- What the task asks
All lines from the one containing "Objective — a point for each instance of the spiky" through the end of the data below are to be transcribed exactly. Leave out the rest.

- Records from a collection
————————

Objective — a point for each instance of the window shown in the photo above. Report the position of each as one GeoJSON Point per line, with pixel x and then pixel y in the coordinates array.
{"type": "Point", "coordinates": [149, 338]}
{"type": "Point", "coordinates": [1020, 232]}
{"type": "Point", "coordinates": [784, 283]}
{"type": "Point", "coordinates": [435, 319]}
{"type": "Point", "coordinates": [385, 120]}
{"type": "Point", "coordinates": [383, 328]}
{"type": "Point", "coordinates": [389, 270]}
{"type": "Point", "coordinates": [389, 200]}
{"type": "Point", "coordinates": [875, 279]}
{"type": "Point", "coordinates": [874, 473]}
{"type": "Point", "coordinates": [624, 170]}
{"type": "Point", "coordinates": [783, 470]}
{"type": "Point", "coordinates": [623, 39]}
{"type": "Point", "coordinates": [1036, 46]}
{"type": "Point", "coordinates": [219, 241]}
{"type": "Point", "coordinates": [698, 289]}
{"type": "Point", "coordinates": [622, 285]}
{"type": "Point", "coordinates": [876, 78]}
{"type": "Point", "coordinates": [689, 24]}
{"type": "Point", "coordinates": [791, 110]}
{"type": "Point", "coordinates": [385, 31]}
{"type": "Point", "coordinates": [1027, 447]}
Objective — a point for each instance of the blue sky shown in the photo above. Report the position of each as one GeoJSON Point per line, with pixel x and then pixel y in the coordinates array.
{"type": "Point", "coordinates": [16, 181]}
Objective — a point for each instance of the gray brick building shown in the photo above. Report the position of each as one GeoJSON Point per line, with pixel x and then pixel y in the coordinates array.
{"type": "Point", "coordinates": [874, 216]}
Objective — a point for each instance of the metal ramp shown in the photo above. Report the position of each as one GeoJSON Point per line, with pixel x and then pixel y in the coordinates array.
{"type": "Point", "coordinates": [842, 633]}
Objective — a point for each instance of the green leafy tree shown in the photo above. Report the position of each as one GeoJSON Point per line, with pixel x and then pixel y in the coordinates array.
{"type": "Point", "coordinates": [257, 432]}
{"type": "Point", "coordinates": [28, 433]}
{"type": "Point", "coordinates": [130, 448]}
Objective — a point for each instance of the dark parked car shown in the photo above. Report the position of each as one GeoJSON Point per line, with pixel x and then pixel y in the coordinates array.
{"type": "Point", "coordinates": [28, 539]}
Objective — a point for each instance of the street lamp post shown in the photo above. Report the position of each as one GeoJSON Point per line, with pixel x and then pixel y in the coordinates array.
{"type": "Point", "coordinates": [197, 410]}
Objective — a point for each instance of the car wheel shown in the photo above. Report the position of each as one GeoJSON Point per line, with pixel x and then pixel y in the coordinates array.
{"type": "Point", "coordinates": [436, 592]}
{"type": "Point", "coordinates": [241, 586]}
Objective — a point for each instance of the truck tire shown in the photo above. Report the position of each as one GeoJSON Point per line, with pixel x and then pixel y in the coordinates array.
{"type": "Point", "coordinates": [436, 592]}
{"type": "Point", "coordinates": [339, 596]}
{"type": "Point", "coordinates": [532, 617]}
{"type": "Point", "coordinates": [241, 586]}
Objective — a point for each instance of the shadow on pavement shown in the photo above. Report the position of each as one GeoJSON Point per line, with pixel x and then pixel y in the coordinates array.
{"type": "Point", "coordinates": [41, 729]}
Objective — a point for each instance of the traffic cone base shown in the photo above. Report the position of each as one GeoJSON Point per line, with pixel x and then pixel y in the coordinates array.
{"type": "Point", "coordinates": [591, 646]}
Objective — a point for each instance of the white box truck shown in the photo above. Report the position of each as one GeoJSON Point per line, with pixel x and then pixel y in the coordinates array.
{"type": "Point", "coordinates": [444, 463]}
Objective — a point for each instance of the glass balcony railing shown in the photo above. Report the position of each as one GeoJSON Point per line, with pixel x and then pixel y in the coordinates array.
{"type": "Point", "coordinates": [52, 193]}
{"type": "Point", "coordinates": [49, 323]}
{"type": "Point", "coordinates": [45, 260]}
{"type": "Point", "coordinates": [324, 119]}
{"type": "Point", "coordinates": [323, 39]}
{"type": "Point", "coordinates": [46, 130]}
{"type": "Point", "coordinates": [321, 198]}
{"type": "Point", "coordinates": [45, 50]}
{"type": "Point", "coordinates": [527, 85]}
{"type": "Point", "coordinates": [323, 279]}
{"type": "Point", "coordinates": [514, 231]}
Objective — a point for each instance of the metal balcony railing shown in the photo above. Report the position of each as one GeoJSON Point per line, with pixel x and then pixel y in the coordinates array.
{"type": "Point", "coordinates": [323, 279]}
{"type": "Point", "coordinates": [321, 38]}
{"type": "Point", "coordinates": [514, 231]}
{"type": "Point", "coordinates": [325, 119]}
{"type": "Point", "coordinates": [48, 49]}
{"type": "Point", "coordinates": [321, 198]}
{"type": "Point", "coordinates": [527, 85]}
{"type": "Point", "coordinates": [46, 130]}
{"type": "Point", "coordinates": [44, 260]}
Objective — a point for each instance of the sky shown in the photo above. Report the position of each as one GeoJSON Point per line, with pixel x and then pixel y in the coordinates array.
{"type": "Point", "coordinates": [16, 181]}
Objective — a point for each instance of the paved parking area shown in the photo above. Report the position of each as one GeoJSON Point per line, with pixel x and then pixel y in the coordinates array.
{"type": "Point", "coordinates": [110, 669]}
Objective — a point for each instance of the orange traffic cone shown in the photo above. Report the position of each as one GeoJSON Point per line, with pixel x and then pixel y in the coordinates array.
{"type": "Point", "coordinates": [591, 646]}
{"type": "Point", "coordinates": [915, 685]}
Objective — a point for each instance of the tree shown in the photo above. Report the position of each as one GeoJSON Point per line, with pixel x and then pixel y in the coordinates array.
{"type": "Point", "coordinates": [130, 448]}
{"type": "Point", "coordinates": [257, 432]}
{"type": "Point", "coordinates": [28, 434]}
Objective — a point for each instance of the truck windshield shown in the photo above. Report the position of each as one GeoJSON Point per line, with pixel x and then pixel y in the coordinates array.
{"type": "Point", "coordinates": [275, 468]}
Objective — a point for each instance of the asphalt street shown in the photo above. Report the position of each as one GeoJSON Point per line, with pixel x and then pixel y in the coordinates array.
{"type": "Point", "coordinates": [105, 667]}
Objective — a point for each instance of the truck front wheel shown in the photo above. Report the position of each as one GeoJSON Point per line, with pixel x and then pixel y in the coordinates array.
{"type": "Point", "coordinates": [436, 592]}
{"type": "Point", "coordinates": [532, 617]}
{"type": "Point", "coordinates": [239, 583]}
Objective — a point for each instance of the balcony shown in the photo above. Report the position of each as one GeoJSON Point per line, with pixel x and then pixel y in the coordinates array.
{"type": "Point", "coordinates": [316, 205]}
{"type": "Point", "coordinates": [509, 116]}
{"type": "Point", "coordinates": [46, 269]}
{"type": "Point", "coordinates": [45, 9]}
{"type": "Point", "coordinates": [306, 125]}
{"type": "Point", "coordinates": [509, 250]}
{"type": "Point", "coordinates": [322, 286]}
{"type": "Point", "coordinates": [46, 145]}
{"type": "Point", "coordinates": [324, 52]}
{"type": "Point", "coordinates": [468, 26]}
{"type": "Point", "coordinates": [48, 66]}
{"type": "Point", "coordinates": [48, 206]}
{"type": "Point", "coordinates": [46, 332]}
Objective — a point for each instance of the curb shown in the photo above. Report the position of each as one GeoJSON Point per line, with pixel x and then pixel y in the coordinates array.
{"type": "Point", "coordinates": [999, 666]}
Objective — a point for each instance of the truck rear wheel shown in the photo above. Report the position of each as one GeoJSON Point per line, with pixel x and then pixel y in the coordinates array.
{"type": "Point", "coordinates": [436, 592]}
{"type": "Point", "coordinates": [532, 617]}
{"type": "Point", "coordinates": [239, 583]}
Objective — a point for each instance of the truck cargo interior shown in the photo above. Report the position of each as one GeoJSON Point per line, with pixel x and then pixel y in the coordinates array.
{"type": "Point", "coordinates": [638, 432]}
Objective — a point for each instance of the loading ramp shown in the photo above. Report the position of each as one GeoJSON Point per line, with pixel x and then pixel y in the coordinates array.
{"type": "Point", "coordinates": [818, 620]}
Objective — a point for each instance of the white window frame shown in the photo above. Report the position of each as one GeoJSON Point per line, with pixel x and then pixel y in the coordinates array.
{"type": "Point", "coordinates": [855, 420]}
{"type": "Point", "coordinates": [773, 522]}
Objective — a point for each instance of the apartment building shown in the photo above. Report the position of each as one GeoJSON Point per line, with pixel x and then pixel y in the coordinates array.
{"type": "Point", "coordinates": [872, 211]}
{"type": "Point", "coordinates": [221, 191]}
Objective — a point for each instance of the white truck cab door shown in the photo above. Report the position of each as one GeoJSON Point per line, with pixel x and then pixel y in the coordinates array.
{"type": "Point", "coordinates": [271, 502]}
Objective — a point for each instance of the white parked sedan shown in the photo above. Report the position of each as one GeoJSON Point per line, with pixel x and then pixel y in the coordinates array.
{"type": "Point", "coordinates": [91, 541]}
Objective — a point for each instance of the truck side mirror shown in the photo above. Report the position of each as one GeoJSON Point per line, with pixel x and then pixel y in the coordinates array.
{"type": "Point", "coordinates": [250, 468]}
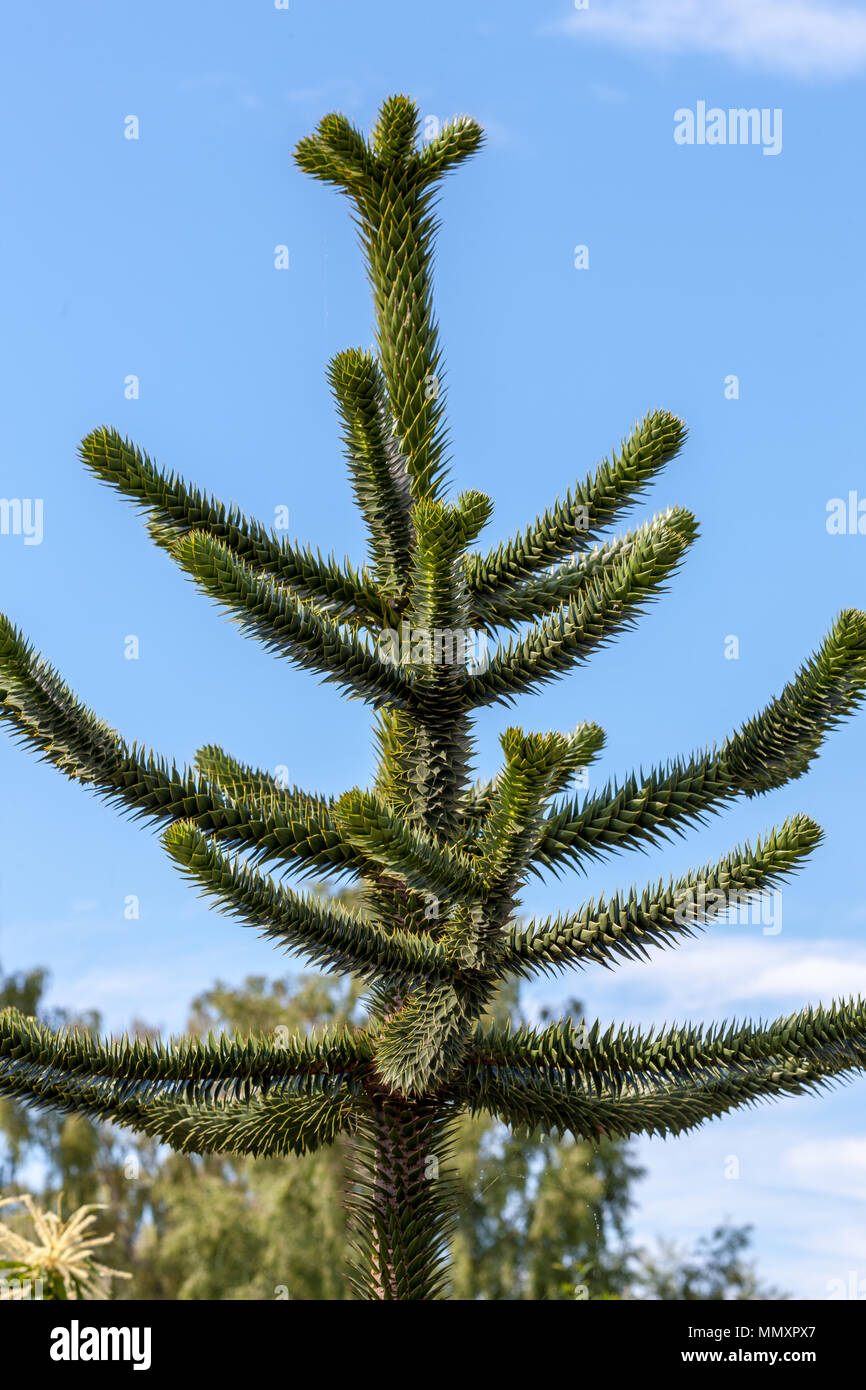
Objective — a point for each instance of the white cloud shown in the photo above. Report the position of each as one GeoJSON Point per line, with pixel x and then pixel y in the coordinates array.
{"type": "Point", "coordinates": [805, 38]}
{"type": "Point", "coordinates": [706, 975]}
{"type": "Point", "coordinates": [836, 1166]}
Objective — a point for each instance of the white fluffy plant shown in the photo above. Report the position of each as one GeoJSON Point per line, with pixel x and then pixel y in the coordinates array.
{"type": "Point", "coordinates": [59, 1264]}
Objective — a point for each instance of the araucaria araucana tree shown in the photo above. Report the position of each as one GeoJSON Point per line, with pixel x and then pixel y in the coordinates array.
{"type": "Point", "coordinates": [441, 859]}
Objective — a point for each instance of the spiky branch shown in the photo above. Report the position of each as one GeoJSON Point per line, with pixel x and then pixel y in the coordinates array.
{"type": "Point", "coordinates": [441, 862]}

————————

- Exercise answer
Objective — a point for each instance of the spiky branch shown in the photo above. Report the position of each as one GeoJSON Point per line, with pixel x and then pixel y in the coordinates array.
{"type": "Point", "coordinates": [441, 862]}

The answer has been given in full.